» Data
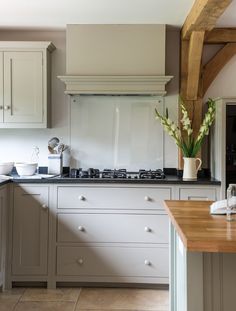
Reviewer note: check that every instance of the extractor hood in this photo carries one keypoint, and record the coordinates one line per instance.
(115, 59)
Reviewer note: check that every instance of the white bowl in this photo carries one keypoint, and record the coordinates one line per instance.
(25, 168)
(6, 167)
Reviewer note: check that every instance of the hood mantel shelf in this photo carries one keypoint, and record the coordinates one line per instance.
(129, 85)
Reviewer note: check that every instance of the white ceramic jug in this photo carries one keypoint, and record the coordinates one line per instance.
(191, 168)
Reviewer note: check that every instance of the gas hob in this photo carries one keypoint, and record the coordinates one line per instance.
(93, 173)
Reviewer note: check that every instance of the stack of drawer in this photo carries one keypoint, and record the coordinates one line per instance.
(112, 234)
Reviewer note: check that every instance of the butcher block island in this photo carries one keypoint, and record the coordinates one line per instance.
(202, 258)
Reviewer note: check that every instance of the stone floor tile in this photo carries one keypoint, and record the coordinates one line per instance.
(43, 294)
(123, 299)
(45, 306)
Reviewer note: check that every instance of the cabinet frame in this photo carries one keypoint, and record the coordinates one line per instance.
(23, 47)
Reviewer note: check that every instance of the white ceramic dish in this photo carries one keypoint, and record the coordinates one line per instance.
(26, 168)
(6, 167)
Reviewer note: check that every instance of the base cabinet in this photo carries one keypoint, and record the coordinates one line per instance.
(30, 230)
(119, 234)
(92, 233)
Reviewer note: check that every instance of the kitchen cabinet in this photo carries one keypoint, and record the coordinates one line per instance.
(109, 232)
(119, 234)
(30, 230)
(199, 193)
(25, 84)
(3, 210)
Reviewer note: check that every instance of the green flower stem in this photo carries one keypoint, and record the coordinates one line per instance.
(189, 145)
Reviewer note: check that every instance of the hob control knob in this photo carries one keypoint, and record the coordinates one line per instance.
(44, 206)
(80, 261)
(147, 262)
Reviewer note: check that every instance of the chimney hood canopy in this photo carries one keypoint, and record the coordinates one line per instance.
(115, 59)
(132, 85)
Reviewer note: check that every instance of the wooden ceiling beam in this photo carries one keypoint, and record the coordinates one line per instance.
(194, 64)
(203, 16)
(214, 66)
(221, 35)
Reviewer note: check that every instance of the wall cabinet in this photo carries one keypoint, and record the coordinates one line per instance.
(3, 210)
(30, 230)
(25, 84)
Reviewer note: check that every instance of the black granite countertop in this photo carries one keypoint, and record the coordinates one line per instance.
(170, 179)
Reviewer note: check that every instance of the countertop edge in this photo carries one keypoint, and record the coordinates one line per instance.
(196, 244)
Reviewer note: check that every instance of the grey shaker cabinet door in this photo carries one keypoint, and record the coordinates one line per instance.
(23, 87)
(30, 230)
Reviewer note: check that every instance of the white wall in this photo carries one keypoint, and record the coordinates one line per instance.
(224, 84)
(17, 144)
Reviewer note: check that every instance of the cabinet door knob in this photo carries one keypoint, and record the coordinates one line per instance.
(147, 262)
(80, 261)
(44, 206)
(82, 198)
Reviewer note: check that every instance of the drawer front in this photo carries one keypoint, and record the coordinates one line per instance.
(112, 198)
(197, 194)
(112, 261)
(112, 228)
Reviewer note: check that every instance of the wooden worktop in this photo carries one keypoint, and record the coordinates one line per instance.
(199, 230)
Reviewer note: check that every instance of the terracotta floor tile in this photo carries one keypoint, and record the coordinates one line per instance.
(43, 294)
(123, 299)
(45, 306)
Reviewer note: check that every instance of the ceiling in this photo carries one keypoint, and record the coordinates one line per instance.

» The problem
Without the pictures, reproduce every entry exactly as written.

» Exercise output
Reviewer note: check that every instance of the extractor hood in this photo carries one keypoint, and record the coordinates one line per instance.
(115, 59)
Reviewer note: check that every instance of the white bowl in this photo carries one keypoint, and record the coordinates one line per instance.
(25, 168)
(6, 167)
Reviewer note: check that every instance of the hood mantel shelf in this photo carries one keypoint, and record the coordinates one line per instance.
(129, 85)
Reviewer note: check that every instance of the white ceramic jug in this photo carries one keypoint, and record the coordinates one line per instance.
(191, 168)
Reviewer note: check that every instance of the gas hob in this photo carries one keypoint, and record the coordinates one line per instance.
(93, 173)
Reviewer note: check that every instance of the stack of drawer in this photo carries one keypoint, and record the coordinates one line per instance.
(112, 234)
Reviewer note: check that every instance of the butcher block island in this photo carries one keypoint, and record the coordinates one line per instance.
(202, 258)
Reviewer note: check that every instance of the stone floor tile in this photo carries one keypoint, and record the coordinates one line per instance.
(43, 294)
(123, 299)
(45, 306)
Reviewer note: check that every instance of the cabinet frame in this photo carries one keypoint, and record the coordinates one line per instance.
(23, 47)
Reviewer note: check that every instance of the white ceramic dish in this photo carries one keypoint, and record the coordinates one line per instance.
(26, 168)
(6, 167)
Reviewer note: check that every instance of the base cabinet in this photo carries one keypoint, and record the coordinates one line per instance.
(30, 230)
(119, 234)
(92, 233)
Reviewer note: check that every instance of the kitchen cabinet in this photo carries one keypoint, and record the coordinates one line per instance.
(109, 232)
(119, 234)
(30, 230)
(199, 193)
(25, 84)
(3, 210)
Reviewer note: check that every instance of the green flower stem in this photo carries one keypoint, and record the coordinates one line per instance.
(189, 145)
Reviewer note: check that every instance of the hob control knob in this photo carries one keypoint, and record the coordinates one line per instance.
(44, 206)
(80, 261)
(147, 262)
Reviewer note: check that every instance of the chimney hood canopy in this photo carries one keypoint, and record the coordinates one line per instance.
(115, 59)
(132, 85)
Reviewer note: check that every instance of the wooden ceiling beam in this photo carries one keypoint, and record the coordinates one line per instance.
(194, 64)
(203, 16)
(214, 66)
(221, 35)
Reviewer note: check that every instance of the wall cabinet in this photo carries one keypoint, and record the coordinates one line per instance.
(3, 210)
(30, 230)
(25, 84)
Reviewer note: check that every instance of the black granite countertop in this photo carries one keypoint, and record the coordinates one line per instance.
(170, 179)
Reviewer note: check that every instance of the countertop edge in this photo carries one keypoint, and record the coordinates one line per instance.
(196, 244)
Reviewer note: check that every instance of the grey shaker cabinet door in this photo carries one keypoint, and record the coordinates one line per instance.
(23, 87)
(30, 230)
Reviewer note: check that every instance of the white wall in this photo carries one keypoint, and record the coordinates one line per instance.
(224, 84)
(17, 144)
Reviewer note: check that every instance of the cabinet door knob in this photo carries one keypoint, and record the coordinates one line per instance.
(147, 262)
(80, 261)
(44, 206)
(82, 198)
Reviewer note: check that every instance of the drawer front in this photo carries one keypoint, and record the coordinates one line per instance.
(112, 198)
(197, 194)
(112, 261)
(112, 228)
Reviewer note: check that every instance of the wooden worktop in this photo carries one keypoint, and record the coordinates one line per instance.
(199, 230)
Reviewer note: check that every instance of the terracotta floor tile in this photo carries one keypoint, and record the coordinates one line per instance.
(43, 294)
(123, 299)
(45, 306)
Reviewer note: check that every instance of the ceiling in this photo carries one keypoint, and record the coordinates one line per instance.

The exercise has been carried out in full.